** Data to process follows **
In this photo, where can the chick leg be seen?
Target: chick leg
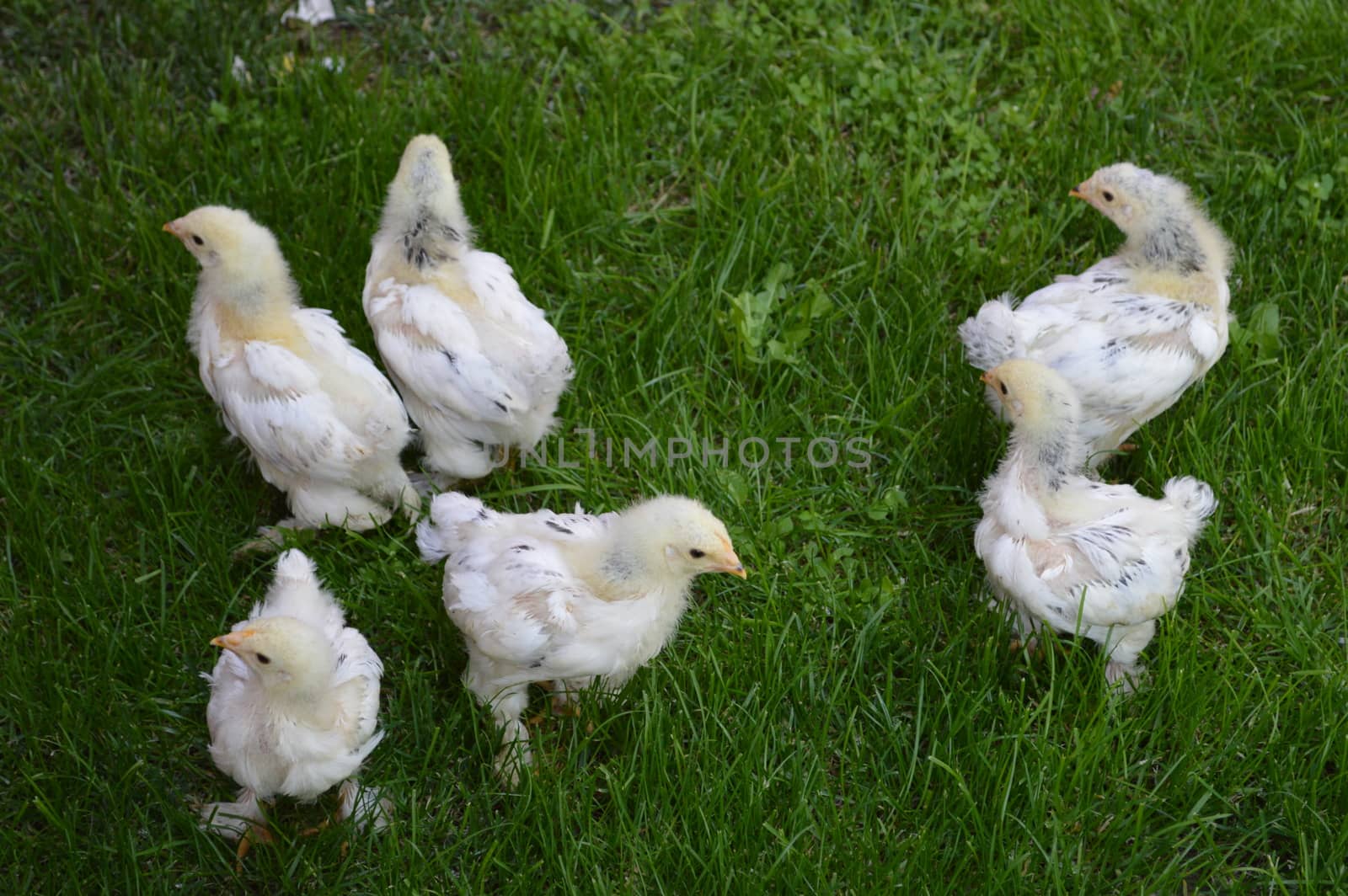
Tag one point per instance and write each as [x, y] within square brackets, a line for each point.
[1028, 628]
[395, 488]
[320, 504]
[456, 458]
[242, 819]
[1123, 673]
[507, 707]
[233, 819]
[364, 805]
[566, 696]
** End of Data to process **
** Data to process follows **
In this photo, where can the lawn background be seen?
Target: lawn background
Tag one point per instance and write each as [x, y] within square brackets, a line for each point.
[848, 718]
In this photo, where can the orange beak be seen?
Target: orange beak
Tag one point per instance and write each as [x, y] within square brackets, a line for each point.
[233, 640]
** End of Data to process **
Your answer should be all lines from the data that contain "beak".

### Response area
In this photo, where can the orange beak be seen?
Target: orange beak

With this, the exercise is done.